* [Activity 1]: From the account of neurophysiotherapy for cerebral palsy, repeat word for word the part that begins with the words containing "I learned that" and ends with "more efficient movement patterns.".
* [Activity 2]: The account of neurophysiotherapy for cerebral palsy names several things that the writer's motor planning difficulties affect. List all of them.
* [Activity 3]: According to the account of neurophysiotherapy for cerebral palsy, how long does the writer now walk each day?

* [Excerpted passage]:
──────────
Eventually, I was connected with a surgeon at Royal Children’s Hospital who also treated adults with cerebral palsy. He recommended tendon-lengthening surgery, which became a turning point in my journey. 

After surgery, I completed a year of intensive rehabilitation. It was during this time that I was introduced to neurophysiotherapy for cerebral palsy—a specialised approach that simply didn’t exist when I was growing up. 

For the first time, I began to understand what was happening in my body. 

I learned that my muscles were not only weak, but often failed to activate properly, or at all. In my case, spasticity had been masking that weakness for years. While it created a sense of stability, it also meant that my underlying muscle strength and movement patterns were gradually becoming less effective. 

What is neurophysiotherapy? 

Neurophysiotherapy is different from general physiotherapy. 

It focuses on retraining the communication between the brain and the body. Through highly repetitive, task-specific practice, it promotes neuroplasticity—helping the brain form new pathways and more efficient movement patterns. 

Instead of only strengthening muscles, it works on how movements are planned, coordinated, and carried out. 

For me, this meant reducing spasticity, strengthening weak muscles, and retraining my brain to produce more coordinated and efficient movement patterns. 

Rebuilding how I walk 

Through ongoing neurophysiotherapy, I began to rebuild the way I moved. 

I progressed from using forearm crutches, to walking poles which is what I use  to walk independently and confidently every day. I now walk for an hour each day, having gradually increased my distance as my strength, balance, motor planning, and confidence have improved. 

This didn’t happen quickly or easily. There were falls, setbacks, pain, and fatigue along the way. At times it felt like one step forward and two steps back. But over time, the repetition, guidance, and consistency made a difference. 

What once felt like an inevitable loss of mobility has been replaced with the ability to walk confidently and independently again. 

Neurophysiotherapy hasn’t just changed how I move - it has changed what I believed was possible.
- Debbie

Understanding motor planning 

Another key challenge of my CP is motor planning. 

My brain often knows what it wants to do, but it cannot always send the right signals in the right order. This affects how I start movement, change direction, respond to uneven ground, or recover from a trip. 

Because spastic diplegia already affects my balance, these motor planning difficulties further increase my risk of falling. 

Even when therapy improves my physical range of motion, my brain still needs to learn entirely new movement patterns before those gains translate into everyday function. That process requires repetition, time, and expert guidance. 

Why ongoing therapy matters 

Neurophysiotherapy is not something you can do once and then manage on your own. 

Because of the way cerebral palsy affects my muscles and movement patterns, I need ongoing support to maintain progress. Without it, abnormal movement patterns return, fatigue and pain increase, and the risk of injury grows.
──────────
* [Data extracts]:
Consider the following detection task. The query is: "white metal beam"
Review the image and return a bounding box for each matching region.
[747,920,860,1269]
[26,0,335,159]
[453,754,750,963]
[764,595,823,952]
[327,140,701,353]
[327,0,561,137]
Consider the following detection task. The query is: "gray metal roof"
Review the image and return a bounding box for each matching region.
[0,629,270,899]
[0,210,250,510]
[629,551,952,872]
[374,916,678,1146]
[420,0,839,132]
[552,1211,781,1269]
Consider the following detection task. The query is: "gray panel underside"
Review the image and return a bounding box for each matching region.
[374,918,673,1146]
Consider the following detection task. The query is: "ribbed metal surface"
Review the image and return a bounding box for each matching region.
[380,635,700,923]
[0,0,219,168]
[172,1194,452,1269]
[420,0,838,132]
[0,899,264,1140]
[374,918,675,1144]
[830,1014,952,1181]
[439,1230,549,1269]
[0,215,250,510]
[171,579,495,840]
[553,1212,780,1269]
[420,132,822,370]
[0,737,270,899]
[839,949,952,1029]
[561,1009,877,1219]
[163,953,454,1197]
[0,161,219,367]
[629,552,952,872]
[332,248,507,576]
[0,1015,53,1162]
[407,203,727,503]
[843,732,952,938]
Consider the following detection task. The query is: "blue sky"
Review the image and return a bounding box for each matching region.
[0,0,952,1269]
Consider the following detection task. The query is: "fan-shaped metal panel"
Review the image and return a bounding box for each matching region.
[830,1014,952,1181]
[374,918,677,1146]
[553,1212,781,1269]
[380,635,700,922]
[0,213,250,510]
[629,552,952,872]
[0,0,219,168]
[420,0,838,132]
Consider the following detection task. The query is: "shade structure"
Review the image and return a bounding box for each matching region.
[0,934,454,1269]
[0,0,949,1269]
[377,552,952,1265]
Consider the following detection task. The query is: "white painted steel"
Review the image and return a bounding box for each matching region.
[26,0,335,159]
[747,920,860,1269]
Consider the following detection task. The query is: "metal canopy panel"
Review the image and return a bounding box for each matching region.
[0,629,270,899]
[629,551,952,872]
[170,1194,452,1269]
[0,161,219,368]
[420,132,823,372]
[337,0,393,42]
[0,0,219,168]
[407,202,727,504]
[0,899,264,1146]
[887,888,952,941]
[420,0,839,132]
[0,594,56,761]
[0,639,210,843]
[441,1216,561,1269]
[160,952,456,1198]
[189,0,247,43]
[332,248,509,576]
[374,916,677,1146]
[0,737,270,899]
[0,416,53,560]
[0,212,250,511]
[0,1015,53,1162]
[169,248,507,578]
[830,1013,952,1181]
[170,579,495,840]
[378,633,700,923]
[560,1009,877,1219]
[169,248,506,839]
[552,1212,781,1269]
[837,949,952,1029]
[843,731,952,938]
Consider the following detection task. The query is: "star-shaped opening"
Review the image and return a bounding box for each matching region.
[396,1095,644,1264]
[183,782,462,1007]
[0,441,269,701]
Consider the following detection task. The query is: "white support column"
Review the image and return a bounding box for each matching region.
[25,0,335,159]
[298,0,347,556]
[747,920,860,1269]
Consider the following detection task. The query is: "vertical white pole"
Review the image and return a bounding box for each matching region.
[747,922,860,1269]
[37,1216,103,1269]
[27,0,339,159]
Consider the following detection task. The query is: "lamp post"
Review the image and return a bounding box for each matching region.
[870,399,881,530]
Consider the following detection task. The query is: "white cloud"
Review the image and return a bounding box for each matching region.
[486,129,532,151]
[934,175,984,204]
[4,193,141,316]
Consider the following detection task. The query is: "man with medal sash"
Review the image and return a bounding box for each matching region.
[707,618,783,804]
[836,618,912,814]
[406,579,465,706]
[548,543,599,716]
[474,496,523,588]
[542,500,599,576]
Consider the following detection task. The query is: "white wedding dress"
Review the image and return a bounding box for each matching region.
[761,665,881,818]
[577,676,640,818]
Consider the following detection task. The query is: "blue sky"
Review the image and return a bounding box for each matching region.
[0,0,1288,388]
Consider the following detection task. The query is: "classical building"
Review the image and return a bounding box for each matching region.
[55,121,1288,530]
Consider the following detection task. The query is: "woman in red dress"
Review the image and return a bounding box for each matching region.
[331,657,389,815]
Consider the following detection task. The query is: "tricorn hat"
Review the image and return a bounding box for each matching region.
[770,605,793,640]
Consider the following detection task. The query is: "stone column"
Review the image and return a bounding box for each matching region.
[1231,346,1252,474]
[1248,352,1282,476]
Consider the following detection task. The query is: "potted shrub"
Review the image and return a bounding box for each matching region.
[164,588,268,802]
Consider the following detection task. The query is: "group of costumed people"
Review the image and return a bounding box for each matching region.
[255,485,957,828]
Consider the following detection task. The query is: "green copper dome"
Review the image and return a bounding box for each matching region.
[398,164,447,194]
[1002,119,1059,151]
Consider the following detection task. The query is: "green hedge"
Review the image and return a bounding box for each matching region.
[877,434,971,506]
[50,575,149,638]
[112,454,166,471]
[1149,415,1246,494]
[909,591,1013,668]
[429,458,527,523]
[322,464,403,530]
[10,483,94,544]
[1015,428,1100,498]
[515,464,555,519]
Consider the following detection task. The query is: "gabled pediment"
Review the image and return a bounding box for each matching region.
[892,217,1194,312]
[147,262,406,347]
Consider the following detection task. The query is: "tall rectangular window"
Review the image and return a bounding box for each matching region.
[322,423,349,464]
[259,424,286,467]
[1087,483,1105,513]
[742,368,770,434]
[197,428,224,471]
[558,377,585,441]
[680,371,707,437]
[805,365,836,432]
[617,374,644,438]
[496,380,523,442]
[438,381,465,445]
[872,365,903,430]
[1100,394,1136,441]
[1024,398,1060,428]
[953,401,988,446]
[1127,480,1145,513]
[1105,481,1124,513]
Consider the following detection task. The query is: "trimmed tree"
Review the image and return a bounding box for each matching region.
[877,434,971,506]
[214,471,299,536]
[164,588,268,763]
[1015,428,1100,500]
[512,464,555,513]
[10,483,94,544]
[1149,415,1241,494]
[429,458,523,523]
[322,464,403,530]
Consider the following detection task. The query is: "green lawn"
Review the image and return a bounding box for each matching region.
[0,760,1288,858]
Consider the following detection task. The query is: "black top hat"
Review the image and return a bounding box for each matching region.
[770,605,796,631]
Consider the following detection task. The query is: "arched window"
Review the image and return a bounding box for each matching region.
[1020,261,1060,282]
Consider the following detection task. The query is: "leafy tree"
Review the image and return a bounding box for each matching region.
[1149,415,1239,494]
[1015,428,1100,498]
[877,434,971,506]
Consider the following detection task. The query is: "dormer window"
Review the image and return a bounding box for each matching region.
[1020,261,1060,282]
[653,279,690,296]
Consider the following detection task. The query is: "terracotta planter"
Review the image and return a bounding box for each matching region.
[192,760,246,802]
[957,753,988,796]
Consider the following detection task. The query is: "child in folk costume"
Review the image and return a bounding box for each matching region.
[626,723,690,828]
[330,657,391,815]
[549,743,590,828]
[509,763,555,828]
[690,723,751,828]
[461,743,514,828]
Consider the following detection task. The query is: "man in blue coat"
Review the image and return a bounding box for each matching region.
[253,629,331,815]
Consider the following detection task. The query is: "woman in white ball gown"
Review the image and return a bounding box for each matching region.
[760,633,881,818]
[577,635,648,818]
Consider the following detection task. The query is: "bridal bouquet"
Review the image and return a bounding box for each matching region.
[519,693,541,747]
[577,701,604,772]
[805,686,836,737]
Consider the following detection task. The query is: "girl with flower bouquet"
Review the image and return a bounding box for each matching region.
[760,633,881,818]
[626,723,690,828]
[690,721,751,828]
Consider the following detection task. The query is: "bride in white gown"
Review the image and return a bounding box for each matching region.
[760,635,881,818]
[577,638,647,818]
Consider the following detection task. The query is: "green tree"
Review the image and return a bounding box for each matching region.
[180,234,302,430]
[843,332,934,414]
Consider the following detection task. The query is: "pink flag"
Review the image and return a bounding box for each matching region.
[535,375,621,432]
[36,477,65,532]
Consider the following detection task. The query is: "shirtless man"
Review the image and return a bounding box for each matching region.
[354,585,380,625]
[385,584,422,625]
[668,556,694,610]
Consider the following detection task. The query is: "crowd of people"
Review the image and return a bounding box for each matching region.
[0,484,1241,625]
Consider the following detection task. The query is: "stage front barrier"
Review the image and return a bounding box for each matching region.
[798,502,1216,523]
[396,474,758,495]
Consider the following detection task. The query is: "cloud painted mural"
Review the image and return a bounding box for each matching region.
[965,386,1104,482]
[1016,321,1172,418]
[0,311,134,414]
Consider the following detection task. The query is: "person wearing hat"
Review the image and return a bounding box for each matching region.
──────────
* [Final answer 1]:
I learned that my muscles were not only weak, but often failed to activate properly, or at all. In my case, spasticity had been masking that weakness for years. While it created a sense of stability, it also meant that my underlying muscle strength and movement patterns were gradually becoming less effective. 

What is neurophysiotherapy? 

Neurophysiotherapy is different from general physiotherapy. 

It focuses on retraining the communication between the brain and the body. Through highly repetitive, task-specific practice, it promotes neuroplasticity—helping the brain form new pathways and more efficient movement patterns.

* [Final answer 2]:
- How the writer starts movement
- Changing direction
- Responding to uneven ground
- Recovering from a trip

* [Final answer 3]: An hour each day.